Exercise: Reproduce the part of the listing starting at the line containing "the truck side mirror" and ending at the line containing "x=373, y=326", with "metal railing" replaced by "iron fence" and nothing else changed.

Data for processing:
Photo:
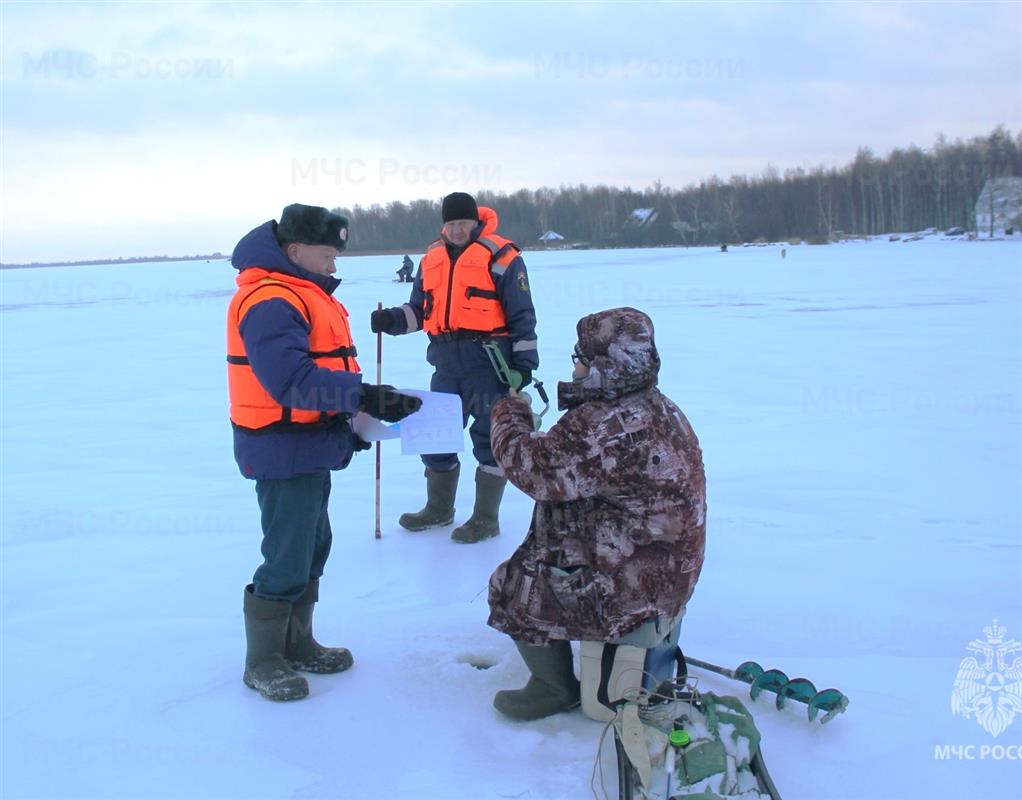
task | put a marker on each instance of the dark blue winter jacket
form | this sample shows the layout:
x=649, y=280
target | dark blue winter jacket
x=463, y=357
x=276, y=338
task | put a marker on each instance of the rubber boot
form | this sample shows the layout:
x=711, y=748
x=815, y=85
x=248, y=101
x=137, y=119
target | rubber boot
x=302, y=650
x=483, y=523
x=551, y=689
x=266, y=669
x=438, y=511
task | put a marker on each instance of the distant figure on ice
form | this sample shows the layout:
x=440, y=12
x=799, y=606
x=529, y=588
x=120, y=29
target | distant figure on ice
x=405, y=273
x=616, y=540
x=293, y=383
x=471, y=289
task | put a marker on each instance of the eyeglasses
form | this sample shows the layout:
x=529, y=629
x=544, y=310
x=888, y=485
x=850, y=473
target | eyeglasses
x=830, y=701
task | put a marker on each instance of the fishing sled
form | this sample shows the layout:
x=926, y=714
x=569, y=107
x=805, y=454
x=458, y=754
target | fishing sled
x=675, y=742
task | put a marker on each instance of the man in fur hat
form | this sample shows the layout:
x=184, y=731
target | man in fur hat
x=617, y=534
x=294, y=383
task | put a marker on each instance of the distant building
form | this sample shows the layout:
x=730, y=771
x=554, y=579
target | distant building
x=1000, y=206
x=642, y=218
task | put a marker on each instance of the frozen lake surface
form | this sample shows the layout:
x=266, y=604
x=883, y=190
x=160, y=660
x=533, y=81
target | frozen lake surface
x=860, y=409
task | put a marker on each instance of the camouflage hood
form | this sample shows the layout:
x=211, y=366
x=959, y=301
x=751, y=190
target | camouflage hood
x=618, y=346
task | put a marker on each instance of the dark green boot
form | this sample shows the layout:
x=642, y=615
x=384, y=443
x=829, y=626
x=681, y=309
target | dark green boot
x=482, y=524
x=438, y=511
x=302, y=650
x=551, y=689
x=266, y=669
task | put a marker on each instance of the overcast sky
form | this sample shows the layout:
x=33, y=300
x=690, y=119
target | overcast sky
x=133, y=129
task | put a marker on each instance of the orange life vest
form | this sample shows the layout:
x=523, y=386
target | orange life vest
x=462, y=296
x=330, y=346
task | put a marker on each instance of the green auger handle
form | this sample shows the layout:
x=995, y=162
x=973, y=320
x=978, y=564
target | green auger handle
x=513, y=379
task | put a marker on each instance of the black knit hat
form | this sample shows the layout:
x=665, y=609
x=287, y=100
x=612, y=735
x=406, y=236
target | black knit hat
x=312, y=225
x=459, y=205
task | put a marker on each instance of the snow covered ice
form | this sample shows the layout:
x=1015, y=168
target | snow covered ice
x=860, y=408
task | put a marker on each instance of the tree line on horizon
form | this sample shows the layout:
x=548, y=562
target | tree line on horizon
x=911, y=189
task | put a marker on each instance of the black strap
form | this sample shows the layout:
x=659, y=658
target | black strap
x=469, y=335
x=326, y=422
x=340, y=353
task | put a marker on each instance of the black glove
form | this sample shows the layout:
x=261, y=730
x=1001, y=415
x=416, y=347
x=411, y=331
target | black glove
x=385, y=404
x=526, y=378
x=380, y=321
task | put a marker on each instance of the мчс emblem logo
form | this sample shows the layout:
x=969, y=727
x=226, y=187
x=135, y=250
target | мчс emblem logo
x=989, y=688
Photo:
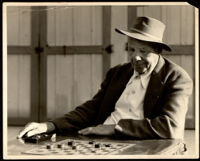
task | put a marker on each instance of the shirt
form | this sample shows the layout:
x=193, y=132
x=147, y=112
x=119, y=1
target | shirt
x=130, y=103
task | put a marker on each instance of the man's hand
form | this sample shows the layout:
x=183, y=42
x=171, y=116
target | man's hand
x=34, y=128
x=98, y=130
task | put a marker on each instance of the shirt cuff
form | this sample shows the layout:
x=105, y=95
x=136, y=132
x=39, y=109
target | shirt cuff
x=118, y=128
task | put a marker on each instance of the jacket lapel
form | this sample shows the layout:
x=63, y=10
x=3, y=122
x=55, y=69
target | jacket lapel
x=154, y=88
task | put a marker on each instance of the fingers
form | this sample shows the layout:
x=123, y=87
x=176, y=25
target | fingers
x=86, y=131
x=27, y=128
x=32, y=132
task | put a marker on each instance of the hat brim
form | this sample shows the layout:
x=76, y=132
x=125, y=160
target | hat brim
x=143, y=37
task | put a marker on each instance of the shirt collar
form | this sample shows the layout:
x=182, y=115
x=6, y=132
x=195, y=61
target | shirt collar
x=146, y=77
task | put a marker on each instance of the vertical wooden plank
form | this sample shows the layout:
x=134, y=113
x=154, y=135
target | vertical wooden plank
x=174, y=25
x=106, y=38
x=25, y=26
x=82, y=79
x=51, y=27
x=34, y=66
x=96, y=60
x=12, y=20
x=187, y=25
x=96, y=27
x=82, y=63
x=96, y=71
x=24, y=86
x=42, y=65
x=13, y=88
x=120, y=20
x=64, y=83
x=82, y=26
x=66, y=28
x=51, y=86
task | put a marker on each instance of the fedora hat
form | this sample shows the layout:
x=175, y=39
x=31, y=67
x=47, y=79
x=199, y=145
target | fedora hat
x=147, y=29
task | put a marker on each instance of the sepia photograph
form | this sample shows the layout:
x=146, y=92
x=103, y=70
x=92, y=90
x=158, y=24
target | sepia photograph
x=100, y=80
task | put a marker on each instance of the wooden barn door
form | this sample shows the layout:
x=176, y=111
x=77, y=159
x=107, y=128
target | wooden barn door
x=57, y=58
x=179, y=35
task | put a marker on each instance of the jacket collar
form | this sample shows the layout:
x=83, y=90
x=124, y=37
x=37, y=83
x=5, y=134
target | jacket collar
x=155, y=87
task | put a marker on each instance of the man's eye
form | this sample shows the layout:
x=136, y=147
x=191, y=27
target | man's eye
x=132, y=49
x=142, y=51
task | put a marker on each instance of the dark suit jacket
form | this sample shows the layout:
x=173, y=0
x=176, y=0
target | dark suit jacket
x=165, y=103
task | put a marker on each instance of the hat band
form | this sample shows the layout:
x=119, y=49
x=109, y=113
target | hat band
x=144, y=33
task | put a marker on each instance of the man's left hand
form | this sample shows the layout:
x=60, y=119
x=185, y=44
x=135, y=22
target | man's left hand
x=98, y=130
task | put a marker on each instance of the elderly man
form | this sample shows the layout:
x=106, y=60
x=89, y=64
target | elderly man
x=145, y=98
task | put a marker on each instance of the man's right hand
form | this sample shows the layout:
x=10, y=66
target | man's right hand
x=34, y=128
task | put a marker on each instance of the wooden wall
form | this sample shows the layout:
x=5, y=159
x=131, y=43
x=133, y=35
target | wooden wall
x=19, y=66
x=73, y=79
x=119, y=19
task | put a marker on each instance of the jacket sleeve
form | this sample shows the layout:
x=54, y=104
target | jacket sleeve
x=170, y=121
x=85, y=114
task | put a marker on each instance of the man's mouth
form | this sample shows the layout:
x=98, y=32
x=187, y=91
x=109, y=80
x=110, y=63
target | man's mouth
x=140, y=66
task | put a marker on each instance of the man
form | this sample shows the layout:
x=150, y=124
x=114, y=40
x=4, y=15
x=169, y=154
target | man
x=146, y=98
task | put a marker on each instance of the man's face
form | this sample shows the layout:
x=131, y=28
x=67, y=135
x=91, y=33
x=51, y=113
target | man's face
x=141, y=56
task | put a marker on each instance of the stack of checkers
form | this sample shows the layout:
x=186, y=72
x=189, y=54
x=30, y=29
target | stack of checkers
x=79, y=147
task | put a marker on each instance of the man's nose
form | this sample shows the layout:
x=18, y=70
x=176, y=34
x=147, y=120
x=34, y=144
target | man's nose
x=137, y=58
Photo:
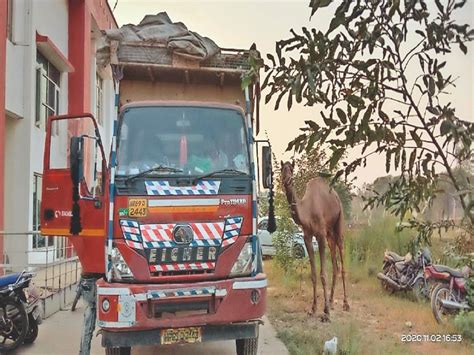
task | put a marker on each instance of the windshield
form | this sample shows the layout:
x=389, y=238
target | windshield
x=197, y=140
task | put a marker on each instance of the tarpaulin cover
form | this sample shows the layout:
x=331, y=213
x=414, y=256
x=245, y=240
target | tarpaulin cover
x=155, y=30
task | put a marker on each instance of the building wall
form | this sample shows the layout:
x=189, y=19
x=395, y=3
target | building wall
x=3, y=36
x=63, y=22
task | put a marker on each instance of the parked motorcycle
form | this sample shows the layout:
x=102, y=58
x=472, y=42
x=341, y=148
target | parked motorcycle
x=20, y=311
x=449, y=296
x=403, y=273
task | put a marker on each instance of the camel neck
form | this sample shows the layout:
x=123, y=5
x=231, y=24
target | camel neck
x=293, y=202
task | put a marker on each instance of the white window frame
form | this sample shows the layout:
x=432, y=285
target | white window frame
x=42, y=107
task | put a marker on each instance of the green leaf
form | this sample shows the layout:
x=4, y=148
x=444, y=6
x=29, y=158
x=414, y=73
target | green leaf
x=388, y=157
x=342, y=115
x=336, y=156
x=411, y=162
x=416, y=138
x=316, y=4
x=445, y=128
x=431, y=86
x=338, y=20
x=433, y=110
x=270, y=57
x=355, y=101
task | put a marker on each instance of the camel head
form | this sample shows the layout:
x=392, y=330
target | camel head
x=287, y=173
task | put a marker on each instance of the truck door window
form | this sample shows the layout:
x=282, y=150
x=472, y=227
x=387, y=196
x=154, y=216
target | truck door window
x=91, y=185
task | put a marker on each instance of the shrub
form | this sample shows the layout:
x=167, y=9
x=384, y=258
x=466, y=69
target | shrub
x=367, y=245
x=282, y=241
x=464, y=322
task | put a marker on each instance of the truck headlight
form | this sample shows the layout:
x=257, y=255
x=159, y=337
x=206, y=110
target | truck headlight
x=119, y=268
x=243, y=264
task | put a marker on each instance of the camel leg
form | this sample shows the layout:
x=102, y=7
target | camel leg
x=322, y=248
x=309, y=247
x=340, y=244
x=332, y=248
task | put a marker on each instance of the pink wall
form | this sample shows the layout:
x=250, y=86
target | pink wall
x=3, y=43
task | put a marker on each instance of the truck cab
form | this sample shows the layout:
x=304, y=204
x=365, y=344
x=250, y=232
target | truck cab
x=170, y=220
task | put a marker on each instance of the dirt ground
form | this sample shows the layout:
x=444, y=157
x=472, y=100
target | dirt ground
x=375, y=323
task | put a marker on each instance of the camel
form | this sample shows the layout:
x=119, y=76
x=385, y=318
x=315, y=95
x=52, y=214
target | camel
x=319, y=213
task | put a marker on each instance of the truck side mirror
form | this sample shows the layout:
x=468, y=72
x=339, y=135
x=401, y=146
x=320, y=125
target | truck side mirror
x=77, y=159
x=267, y=167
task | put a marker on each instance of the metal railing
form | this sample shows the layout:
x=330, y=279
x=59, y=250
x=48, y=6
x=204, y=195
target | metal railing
x=53, y=261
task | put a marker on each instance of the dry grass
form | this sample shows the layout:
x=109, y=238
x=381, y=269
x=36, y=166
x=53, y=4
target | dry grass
x=373, y=326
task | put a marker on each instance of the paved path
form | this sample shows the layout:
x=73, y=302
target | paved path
x=60, y=334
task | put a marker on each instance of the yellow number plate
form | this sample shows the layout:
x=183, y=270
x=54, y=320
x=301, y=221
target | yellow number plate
x=137, y=207
x=181, y=335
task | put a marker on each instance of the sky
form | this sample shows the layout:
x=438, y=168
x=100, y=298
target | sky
x=239, y=23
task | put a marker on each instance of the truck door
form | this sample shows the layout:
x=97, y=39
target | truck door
x=74, y=187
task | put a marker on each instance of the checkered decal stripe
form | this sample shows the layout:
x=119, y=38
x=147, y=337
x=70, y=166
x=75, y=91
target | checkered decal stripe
x=163, y=188
x=182, y=266
x=231, y=230
x=131, y=233
x=181, y=293
x=161, y=235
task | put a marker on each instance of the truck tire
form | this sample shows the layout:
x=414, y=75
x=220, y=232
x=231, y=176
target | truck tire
x=32, y=333
x=118, y=351
x=247, y=346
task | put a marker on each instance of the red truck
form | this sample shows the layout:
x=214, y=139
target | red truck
x=170, y=220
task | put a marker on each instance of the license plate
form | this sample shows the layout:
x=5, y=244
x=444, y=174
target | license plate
x=36, y=313
x=181, y=335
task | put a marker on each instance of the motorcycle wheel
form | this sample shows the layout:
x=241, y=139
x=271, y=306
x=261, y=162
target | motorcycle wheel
x=32, y=333
x=441, y=292
x=13, y=324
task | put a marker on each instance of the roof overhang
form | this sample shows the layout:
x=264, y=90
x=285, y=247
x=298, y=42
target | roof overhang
x=53, y=53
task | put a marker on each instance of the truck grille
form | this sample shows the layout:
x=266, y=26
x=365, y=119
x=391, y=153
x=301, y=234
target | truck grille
x=182, y=272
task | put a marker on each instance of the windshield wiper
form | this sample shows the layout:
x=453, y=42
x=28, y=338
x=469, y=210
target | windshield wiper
x=155, y=168
x=217, y=172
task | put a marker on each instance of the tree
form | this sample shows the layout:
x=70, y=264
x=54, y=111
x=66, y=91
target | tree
x=359, y=72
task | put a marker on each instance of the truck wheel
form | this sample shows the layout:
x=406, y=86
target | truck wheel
x=247, y=346
x=118, y=351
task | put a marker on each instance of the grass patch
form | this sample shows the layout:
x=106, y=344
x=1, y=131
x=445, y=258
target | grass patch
x=377, y=319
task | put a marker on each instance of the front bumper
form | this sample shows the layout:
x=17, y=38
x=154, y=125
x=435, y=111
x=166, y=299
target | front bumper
x=153, y=337
x=139, y=307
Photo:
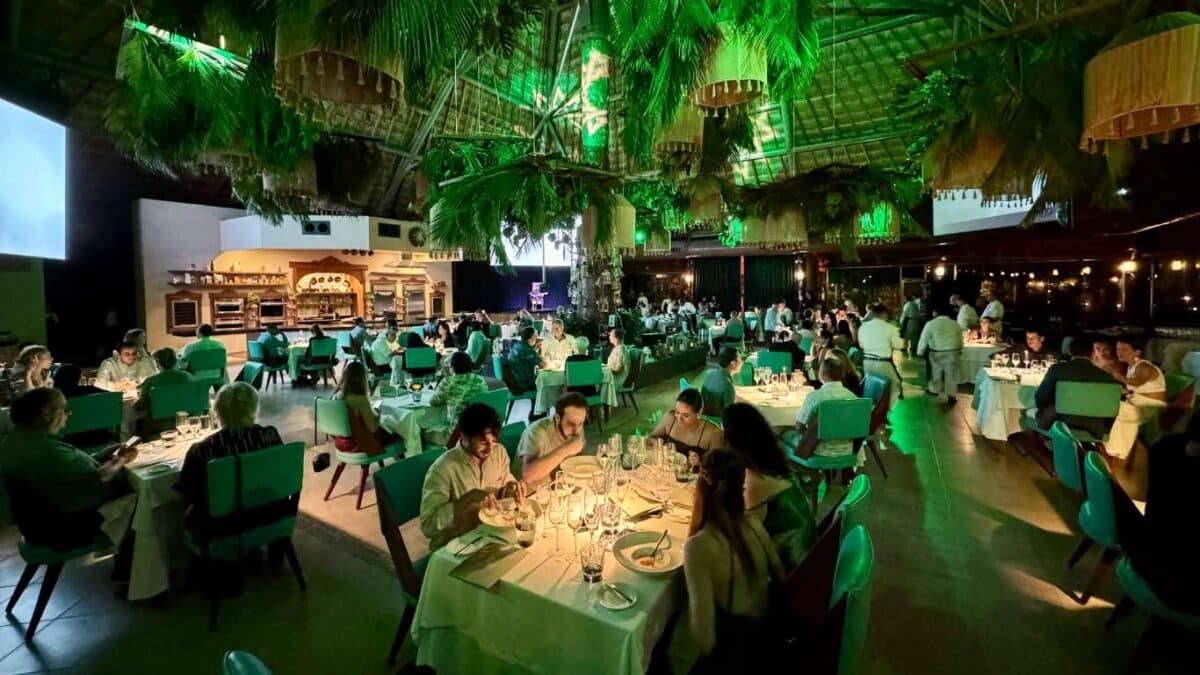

Full response:
task | put a marker on each instance of the truck side mirror
form | this sample shows the layout:
x=468, y=72
x=339, y=135
x=401, y=146
x=320, y=125
target | truck side mirror
x=77, y=159
x=267, y=167
task | put a marker on each instance of the iron fence
form | this sample shows the layout:
x=330, y=279
x=59, y=250
x=48, y=6
x=204, y=195
target | iron fence
x=53, y=261
task | put a marker on each instance of the dry grass
form | this sample shows the layout:
x=109, y=238
x=381, y=269
x=36, y=166
x=53, y=4
target | dry grass
x=373, y=326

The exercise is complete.